___ MATERIAL PROVIDED ___
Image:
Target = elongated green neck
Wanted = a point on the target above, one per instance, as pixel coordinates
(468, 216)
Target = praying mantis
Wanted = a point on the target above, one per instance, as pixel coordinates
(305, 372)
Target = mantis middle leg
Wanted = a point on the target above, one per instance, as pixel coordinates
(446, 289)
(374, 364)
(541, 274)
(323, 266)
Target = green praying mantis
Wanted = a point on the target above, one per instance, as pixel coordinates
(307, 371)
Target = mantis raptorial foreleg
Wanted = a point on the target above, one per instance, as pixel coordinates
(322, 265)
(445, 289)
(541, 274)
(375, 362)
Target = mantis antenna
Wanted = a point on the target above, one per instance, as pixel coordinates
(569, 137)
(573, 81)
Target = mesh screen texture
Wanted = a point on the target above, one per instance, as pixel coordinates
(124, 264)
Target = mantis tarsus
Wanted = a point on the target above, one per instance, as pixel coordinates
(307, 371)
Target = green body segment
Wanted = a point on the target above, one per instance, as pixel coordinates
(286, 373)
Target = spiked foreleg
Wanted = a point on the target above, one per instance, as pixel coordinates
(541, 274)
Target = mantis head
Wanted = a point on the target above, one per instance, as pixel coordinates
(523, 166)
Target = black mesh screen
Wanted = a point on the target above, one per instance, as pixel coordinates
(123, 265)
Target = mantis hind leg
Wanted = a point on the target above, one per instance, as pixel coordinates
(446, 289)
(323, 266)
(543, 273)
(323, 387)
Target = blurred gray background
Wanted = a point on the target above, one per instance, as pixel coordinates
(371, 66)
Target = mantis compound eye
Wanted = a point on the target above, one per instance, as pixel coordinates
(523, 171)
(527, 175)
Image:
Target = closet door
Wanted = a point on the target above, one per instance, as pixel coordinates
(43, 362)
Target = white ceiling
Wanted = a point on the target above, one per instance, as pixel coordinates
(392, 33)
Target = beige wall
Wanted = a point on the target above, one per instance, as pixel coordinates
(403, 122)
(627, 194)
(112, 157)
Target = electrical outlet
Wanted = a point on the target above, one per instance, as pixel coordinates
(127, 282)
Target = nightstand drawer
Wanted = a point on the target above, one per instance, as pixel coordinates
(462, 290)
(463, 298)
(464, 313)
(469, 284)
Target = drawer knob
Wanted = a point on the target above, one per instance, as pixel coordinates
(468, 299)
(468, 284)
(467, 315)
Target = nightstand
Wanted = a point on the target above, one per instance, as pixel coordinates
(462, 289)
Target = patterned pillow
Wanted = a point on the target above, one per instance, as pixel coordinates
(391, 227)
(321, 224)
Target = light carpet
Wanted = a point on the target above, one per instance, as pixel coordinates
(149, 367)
___
EXERCISE OBJECTIVE:
Retype the entries exactly, please. Leave no line out.

COMPLETED EXERCISE:
Image:
Target = elongated green neck
Wanted = a point on the target above, one per instance, as pixel coordinates
(468, 216)
Target = praying mantis
Wanted = a point on the target above, one per instance, as pixel coordinates
(305, 372)
Target = mantis middle leg
Wanted = a point on the target above, one per instance, as pixel coordinates
(446, 289)
(374, 364)
(541, 274)
(323, 266)
Target = green praying mantis
Wanted = a point on the target above, one per instance, as pixel coordinates
(307, 371)
Target = mantis raptorial foreleg
Wanted = a point on the target above, one per instance, as pixel coordinates
(322, 265)
(445, 289)
(541, 274)
(375, 362)
Target = mantis antenna
Wanted = a point on the target above, one per instance, as pixel coordinates
(569, 137)
(573, 81)
Target = mesh screen texture
Wanted = a point on the target above, one per instance, as pixel coordinates
(124, 264)
Target = mantis tarsus
Wanted = a point on the target above, one per instance, as pixel coordinates
(307, 371)
Target = green body segment
Wanted = a point on the target above, one per instance, as pixel coordinates
(286, 373)
Target = spiked foreleg
Wanted = a point on the target above, one per instance, as pixel coordinates
(541, 274)
Target = mantis head
Wanted = a point on the target above, one per instance, as pixel coordinates
(523, 166)
Target = black mesh screen
Wanted = a point on the target above, one per instance, as pixel coordinates
(123, 265)
Target = mantis hind leg
Wanted = a point on the target above, one per instance, as pixel coordinates
(446, 289)
(323, 266)
(543, 273)
(323, 387)
Target = blurred gray background
Wanted = a point on the target above, one per instance, as pixel coordinates
(371, 66)
Target = mantis compound eye
Wanted = a point on the target above, one per instance, as pixel coordinates
(523, 171)
(527, 175)
Image:
Target = closet door
Wanted = a point on the target above, one per instance, as pixel coordinates
(43, 362)
Target = white ceiling
Wanted = a point on the target above, one per instance, as pixel coordinates
(392, 33)
Target = beige wall
Wanted = a point on the target above, one per instance, as pixel coordinates
(403, 122)
(627, 194)
(112, 157)
Target = electrical outlet
Wanted = a point on the target above, one per instance, as pixel coordinates
(127, 282)
Target = nightstand drawer
Wanted = a point on the target above, one per instance, as pixel coordinates
(462, 290)
(463, 298)
(464, 313)
(469, 284)
Target = drawer knob
Wanted = a point on the target above, one per instance, as pixel coordinates
(468, 299)
(468, 284)
(467, 315)
Target = nightstand
Wanted = a point on the target above, one per instance, as pixel coordinates
(462, 289)
Target = patterned pillow
Wanted = a point on the target above, one per instance, as pixel coordinates
(391, 227)
(321, 224)
Target = light carpet
Wanted = a point on the target above, one per instance, as pixel coordinates
(149, 367)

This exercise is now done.